* **Objetivo A**: Explica, en una a tres oraciones, por qué el fragmento sobre los fenicios en Iberia afirma que ya no tiene sentido considerarlos ajenos al «componente racial hispano».
* **Objetivo B**:
Responde estas preguntas con datos del fragmento sobre los fenicios en Iberia:
(i) ¿Qué noción geográfica ha sustituido a la visión esencialista de España?
(ii) ¿Quiénes advirtieron que las ciudades púnicas eran ciudades-estado independientes?
(iii) Según las tendencias posmodernas, ¿qué tema ha acaparado recientemente más atención?
* **Objetivo C**: Prosigue el fragmento sobre los fenicios en Iberia a partir de su última oración.

* **Fragmento proporcionado**:

=====

Como comentamos antes, el espíritu posromántico en la conceptualizacón de España y de los españoles como sujetos transhistóricos, preexistentes a la propia conformación política de la nación, dentro de una visión étnica –e incluso racial– profundamente esencialista, ha ido perdiendo terreno hasta desaparecer en favor de una noción geográfica –la península Ibérica– como solar donde interactuaron comunidades de diverso origen geográfico y cultural. Por tanto, la consideración de los fenicios como pueblos ajenos al «componente racial hispano» ya no tiene sentido, y, una vez asentados en Iberia, ya no tienen por qué ser considerados colonizadores sino «indígenas», aunque esta dicotomía sigue presente en el subconsciente colectivo. Las ciudades púnicas, pasados los siglos arcaicos de dependencia metropolitana, no eran colonias, ni de Tiro ni de Cartago, sino ciudades-estado independientes, como así fue advertido por los testigos griegos y romanos.

Por tanto, el protagonismo de Cartago ha ido cediendo espacio al de las comunidades púnicas de Iberia como sujetos de su propia historia, independientemente de que las relaciones con la ciudad norteafricana sigan siendo objeto de polémica y de continuas revisiones. Es más, de acuerdo con las tendencias posmodernas, uno de los temas que más atención ha acaparado recientemente es el de la conciencia étnica de estas poblaciones, de los mecanismos de autorreconocimiento como tales y de su huella en el registro literario y arqueológico, particular sobre el que volveremos más adelante.

=====

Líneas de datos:
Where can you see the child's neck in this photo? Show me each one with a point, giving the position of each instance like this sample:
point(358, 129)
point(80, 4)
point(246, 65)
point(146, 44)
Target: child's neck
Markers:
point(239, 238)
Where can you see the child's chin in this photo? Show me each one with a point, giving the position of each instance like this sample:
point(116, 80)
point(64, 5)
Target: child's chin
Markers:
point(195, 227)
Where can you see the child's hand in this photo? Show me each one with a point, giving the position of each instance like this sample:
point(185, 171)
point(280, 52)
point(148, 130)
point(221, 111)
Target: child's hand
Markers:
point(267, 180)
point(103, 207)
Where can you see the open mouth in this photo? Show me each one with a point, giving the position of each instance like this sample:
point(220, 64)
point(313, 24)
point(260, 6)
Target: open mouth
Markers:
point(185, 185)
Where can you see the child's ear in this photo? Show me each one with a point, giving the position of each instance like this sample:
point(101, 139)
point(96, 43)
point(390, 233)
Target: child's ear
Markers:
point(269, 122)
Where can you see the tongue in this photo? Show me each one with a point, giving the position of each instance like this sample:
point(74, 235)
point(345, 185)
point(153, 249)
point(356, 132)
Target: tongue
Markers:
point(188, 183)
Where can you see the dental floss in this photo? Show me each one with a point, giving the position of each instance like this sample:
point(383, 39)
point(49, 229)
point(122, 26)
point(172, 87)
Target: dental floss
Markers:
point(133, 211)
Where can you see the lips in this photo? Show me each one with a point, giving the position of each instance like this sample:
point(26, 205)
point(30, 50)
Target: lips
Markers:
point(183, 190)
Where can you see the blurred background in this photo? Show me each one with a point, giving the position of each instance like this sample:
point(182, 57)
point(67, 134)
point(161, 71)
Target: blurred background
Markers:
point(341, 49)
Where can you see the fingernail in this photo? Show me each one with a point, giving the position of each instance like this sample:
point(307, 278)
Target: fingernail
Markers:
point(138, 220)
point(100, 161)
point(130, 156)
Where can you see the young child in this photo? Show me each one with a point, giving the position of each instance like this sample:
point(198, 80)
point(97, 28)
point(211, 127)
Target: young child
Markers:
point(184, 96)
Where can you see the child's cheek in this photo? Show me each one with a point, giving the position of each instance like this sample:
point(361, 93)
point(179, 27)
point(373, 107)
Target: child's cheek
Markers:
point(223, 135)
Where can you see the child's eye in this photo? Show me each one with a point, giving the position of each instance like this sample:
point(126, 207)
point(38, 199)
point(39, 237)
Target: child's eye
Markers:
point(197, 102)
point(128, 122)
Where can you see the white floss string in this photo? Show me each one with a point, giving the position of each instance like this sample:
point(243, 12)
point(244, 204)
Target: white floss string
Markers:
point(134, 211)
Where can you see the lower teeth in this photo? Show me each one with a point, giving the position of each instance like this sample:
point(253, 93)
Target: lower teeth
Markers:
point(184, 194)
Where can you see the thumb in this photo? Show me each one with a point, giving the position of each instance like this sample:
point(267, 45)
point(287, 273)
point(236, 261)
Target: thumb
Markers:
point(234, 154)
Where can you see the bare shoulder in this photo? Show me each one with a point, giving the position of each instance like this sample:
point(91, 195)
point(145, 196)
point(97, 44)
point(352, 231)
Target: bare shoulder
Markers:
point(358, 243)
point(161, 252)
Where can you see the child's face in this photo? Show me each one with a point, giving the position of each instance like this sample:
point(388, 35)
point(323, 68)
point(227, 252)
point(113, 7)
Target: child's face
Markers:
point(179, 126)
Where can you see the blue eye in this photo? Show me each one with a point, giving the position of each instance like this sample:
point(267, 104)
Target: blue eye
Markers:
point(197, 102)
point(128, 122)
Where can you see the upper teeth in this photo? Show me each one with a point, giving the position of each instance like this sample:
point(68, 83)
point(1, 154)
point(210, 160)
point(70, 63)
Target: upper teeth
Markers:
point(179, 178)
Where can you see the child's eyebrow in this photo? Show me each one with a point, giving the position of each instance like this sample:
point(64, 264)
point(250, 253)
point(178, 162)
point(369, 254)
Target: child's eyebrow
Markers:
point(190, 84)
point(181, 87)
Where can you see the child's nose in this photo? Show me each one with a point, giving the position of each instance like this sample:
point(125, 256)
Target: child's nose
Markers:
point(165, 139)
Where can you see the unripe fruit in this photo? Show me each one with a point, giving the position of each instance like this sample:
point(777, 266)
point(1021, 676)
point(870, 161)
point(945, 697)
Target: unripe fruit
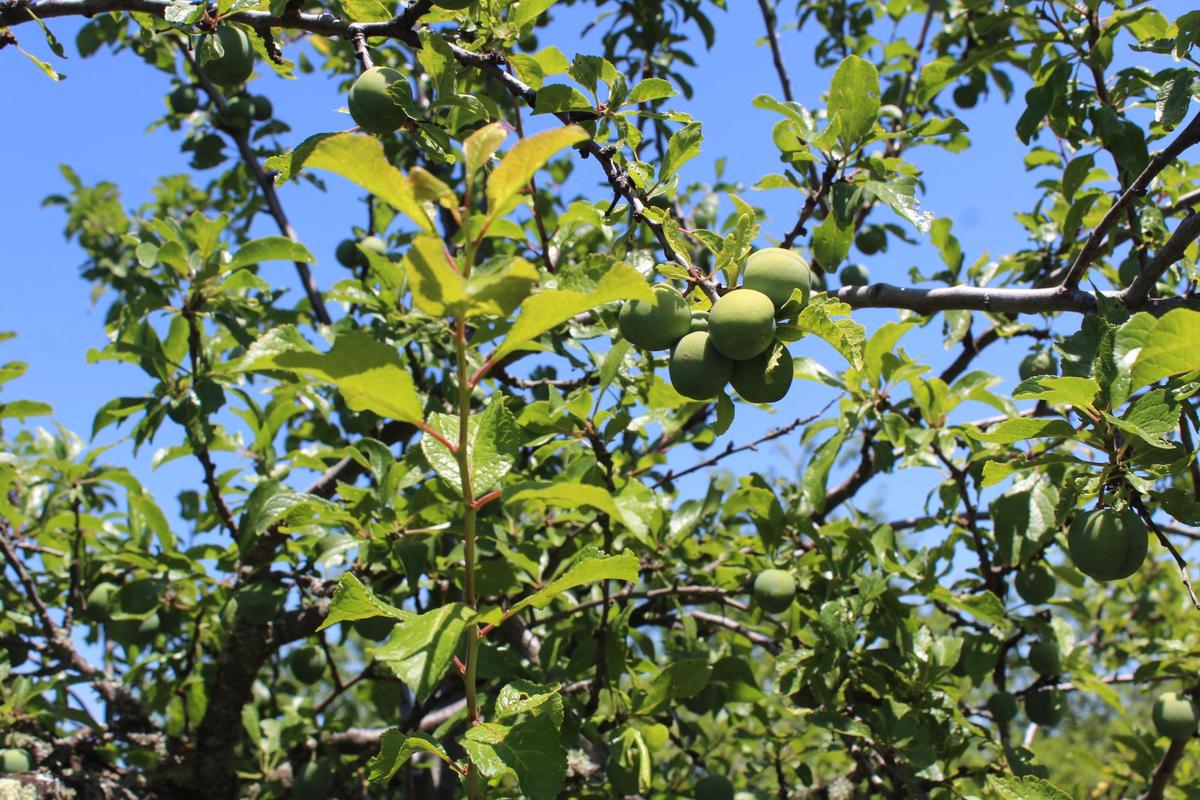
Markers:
point(1002, 707)
point(777, 272)
point(15, 761)
point(742, 324)
point(184, 100)
point(238, 61)
point(765, 378)
point(697, 370)
point(238, 114)
point(263, 108)
point(371, 106)
point(1045, 707)
point(307, 663)
point(1045, 659)
point(655, 324)
point(714, 787)
point(1035, 584)
point(1175, 716)
point(855, 275)
point(1108, 545)
point(774, 590)
point(1038, 364)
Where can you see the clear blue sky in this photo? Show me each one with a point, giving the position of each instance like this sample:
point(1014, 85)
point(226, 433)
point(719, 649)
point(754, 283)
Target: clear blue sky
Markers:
point(97, 119)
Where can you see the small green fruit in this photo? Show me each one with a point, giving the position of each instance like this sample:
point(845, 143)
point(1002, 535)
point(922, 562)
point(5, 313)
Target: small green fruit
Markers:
point(263, 108)
point(655, 324)
point(1038, 364)
point(1002, 707)
point(1175, 716)
point(1045, 659)
point(238, 61)
point(696, 368)
point(765, 378)
point(774, 590)
point(1035, 584)
point(15, 761)
point(371, 106)
point(778, 272)
point(714, 787)
point(307, 663)
point(1045, 707)
point(1108, 545)
point(184, 100)
point(855, 275)
point(742, 324)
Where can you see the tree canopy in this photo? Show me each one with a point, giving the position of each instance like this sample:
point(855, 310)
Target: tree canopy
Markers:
point(461, 522)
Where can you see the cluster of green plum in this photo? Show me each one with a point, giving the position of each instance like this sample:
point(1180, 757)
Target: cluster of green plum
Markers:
point(735, 341)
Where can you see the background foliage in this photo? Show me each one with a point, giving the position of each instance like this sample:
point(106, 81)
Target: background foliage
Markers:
point(499, 536)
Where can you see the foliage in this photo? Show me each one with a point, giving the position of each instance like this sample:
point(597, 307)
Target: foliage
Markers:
point(508, 535)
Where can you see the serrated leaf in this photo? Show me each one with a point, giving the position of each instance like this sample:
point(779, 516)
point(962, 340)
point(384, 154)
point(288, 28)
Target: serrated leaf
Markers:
point(421, 649)
point(359, 158)
point(353, 601)
point(591, 569)
point(547, 310)
point(523, 160)
point(367, 372)
point(395, 749)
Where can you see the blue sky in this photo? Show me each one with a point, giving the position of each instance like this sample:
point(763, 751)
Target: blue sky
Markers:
point(97, 121)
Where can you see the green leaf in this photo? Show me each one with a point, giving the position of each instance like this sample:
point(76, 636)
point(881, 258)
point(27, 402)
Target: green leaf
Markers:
point(523, 160)
point(1075, 391)
point(1169, 348)
point(531, 750)
point(359, 158)
point(683, 679)
point(480, 145)
point(492, 444)
point(1019, 429)
point(367, 372)
point(1025, 788)
point(652, 89)
point(547, 310)
point(353, 601)
point(421, 649)
point(396, 747)
point(592, 567)
point(855, 100)
point(900, 196)
point(438, 289)
point(270, 248)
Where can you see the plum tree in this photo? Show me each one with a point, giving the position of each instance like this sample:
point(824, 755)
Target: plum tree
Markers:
point(765, 378)
point(184, 100)
point(372, 106)
point(1045, 657)
point(1045, 707)
point(13, 759)
point(655, 324)
point(697, 370)
point(1002, 707)
point(1175, 716)
point(742, 324)
point(1035, 584)
point(1108, 545)
point(1038, 364)
point(774, 590)
point(855, 275)
point(778, 272)
point(307, 663)
point(237, 61)
point(714, 787)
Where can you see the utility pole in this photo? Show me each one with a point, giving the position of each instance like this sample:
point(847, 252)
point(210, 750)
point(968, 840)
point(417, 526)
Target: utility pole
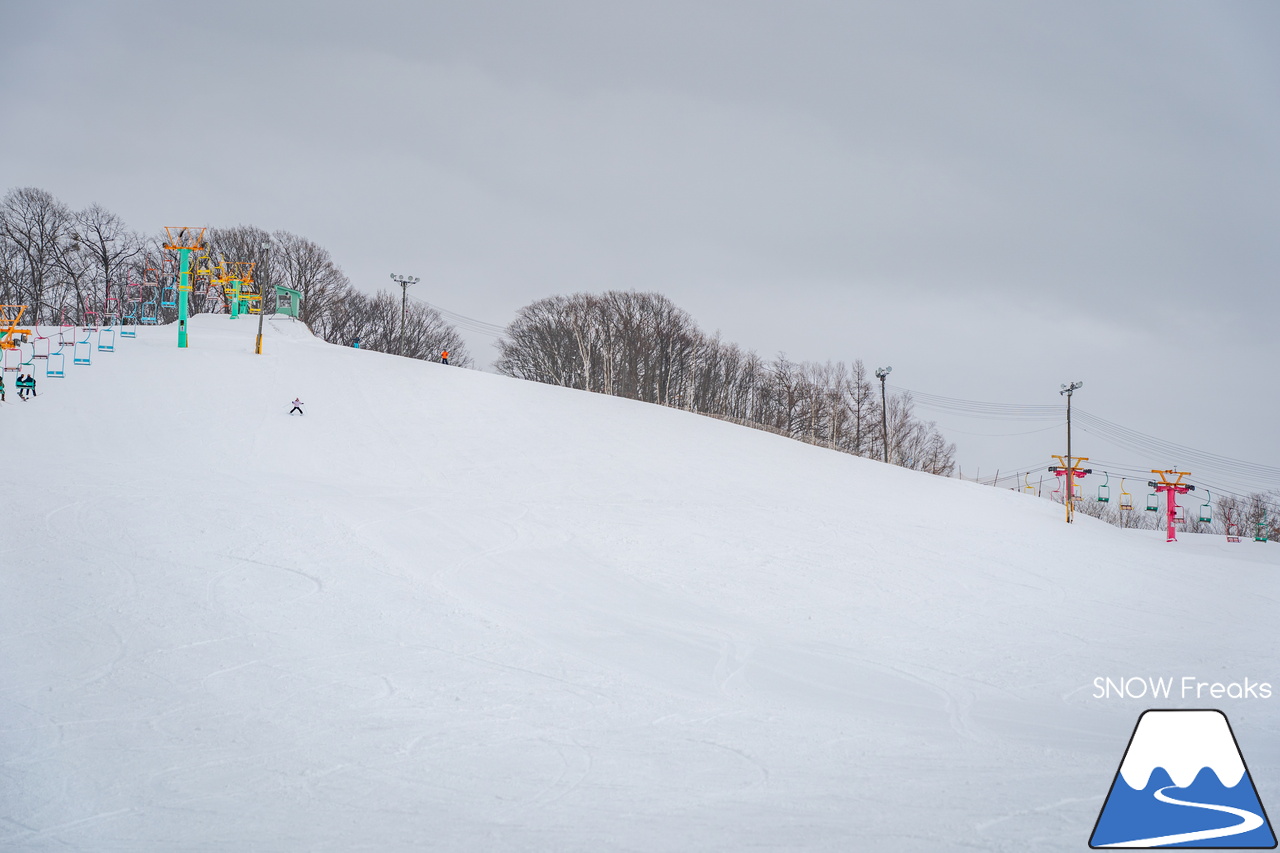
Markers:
point(882, 374)
point(261, 291)
point(403, 281)
point(1070, 464)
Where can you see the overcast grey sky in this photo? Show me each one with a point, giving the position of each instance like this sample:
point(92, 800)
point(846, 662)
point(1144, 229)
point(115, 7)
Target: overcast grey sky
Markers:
point(993, 197)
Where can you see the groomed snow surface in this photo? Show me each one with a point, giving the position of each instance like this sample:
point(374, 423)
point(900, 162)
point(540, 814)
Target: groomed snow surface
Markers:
point(447, 610)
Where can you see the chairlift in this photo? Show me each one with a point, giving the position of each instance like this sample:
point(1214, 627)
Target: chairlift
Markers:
point(169, 293)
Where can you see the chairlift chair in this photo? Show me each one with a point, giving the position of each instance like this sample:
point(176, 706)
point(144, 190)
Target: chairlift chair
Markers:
point(55, 366)
point(1125, 497)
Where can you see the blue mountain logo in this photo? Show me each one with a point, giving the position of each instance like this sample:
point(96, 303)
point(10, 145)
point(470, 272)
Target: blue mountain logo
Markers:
point(1183, 783)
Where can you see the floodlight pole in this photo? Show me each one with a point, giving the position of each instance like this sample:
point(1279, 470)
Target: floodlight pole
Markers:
point(1070, 464)
point(261, 290)
point(403, 281)
point(183, 292)
point(882, 373)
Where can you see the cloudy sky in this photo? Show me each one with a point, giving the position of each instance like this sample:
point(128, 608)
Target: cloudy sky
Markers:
point(992, 197)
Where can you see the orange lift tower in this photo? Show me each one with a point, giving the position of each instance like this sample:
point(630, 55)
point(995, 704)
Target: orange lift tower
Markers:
point(1072, 471)
point(1171, 489)
point(10, 315)
point(1069, 469)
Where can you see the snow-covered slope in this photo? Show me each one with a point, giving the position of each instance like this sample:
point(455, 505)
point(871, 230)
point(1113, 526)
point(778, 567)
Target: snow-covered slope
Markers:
point(448, 610)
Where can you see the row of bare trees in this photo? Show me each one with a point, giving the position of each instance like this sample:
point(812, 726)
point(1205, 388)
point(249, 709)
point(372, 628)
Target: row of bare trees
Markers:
point(76, 265)
point(645, 347)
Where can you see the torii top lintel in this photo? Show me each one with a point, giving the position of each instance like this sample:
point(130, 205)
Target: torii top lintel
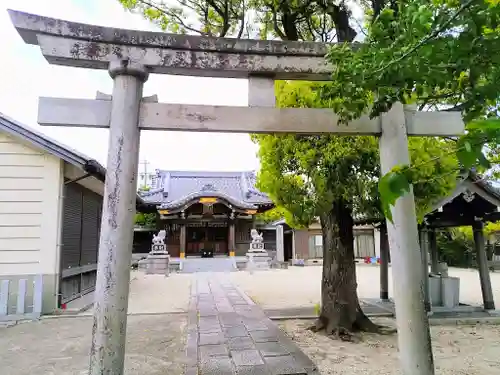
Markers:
point(81, 45)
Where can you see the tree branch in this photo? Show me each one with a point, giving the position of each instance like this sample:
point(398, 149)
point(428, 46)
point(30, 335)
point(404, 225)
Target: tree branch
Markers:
point(173, 15)
point(428, 38)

=====

* **Respuesta escrita A**: Ya no tiene sentido porque la visión posromántica, étnica e incluso racial, que concebía a España y a los españoles como sujetos transhistóricos anteriores a la nación, ha ido perdiendo terreno hasta desaparecer. En su lugar se ha impuesto una noción geográfica, la península Ibérica, entendida como solar donde interactuaron comunidades de diverso origen geográfico y cultural.

* **Respuesta escrita B**:
(i) La península Ibérica.
(ii) Los testigos griegos y romanos.
(iii) La conciencia étnica de las poblaciones púnicas de Iberia.

* **Respuesta escrita C**:
Donde más se han hecho notar los avances en la investigación es en la sistematización del registro arqueológico, aunque hay desi­gualdades notables entre áreas geográficas y yacimientos concretos. Esfuerzos individuales y colectivos han permitido que en la actualidad conozcamos mucho mejor el desarrollo y la evolución de los principales centros, Ebusus, Gadir, Malaca, Carteia, Abdera, Baria y Cartagena, los tradicionales en la nómina de ciudades púnicas, pero quizá el fenómeno más llamativo ha sido la extensión geográfica del objeto de estudio a áreas que hace quince o veinte años no se integraban en los límites de la influencia o de la actuación púnica: la costa atlántica de la península, desde el litoral onubense hasta Galicia, y la orilla mediterránea hasta el golfo de León.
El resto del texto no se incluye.